Available data:

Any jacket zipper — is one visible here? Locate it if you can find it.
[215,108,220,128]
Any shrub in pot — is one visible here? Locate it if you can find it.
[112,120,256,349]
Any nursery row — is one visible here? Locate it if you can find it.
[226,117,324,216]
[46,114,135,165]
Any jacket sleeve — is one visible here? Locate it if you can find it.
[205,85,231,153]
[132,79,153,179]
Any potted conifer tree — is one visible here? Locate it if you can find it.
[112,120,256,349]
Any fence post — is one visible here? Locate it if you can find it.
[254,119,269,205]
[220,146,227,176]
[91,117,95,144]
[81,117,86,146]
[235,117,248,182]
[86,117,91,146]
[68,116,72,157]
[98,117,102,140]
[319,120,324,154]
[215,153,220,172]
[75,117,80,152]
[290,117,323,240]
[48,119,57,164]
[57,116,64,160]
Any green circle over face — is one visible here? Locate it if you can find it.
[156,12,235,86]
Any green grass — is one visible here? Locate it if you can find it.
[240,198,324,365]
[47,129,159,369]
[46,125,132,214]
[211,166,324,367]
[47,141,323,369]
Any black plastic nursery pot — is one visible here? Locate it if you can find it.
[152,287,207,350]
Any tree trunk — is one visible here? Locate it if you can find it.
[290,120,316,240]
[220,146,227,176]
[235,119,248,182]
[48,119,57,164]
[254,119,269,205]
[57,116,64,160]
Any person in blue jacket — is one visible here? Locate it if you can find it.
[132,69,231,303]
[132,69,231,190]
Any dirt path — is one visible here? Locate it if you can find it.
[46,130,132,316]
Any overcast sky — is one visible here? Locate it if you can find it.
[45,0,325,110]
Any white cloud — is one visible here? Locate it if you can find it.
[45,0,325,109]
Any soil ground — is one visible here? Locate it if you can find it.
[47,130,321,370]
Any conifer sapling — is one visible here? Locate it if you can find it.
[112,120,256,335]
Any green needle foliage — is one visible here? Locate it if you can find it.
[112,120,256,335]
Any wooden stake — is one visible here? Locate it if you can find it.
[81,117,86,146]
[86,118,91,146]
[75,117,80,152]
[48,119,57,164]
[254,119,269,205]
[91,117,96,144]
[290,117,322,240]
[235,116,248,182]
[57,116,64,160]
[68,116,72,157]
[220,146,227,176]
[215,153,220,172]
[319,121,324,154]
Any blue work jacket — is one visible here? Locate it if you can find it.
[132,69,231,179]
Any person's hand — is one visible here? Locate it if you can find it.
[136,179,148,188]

Your objective:
How many lines of the data above contain the string "conifer"? Matching is case-sensitive; reply with the number alone.

Answer to this task:
2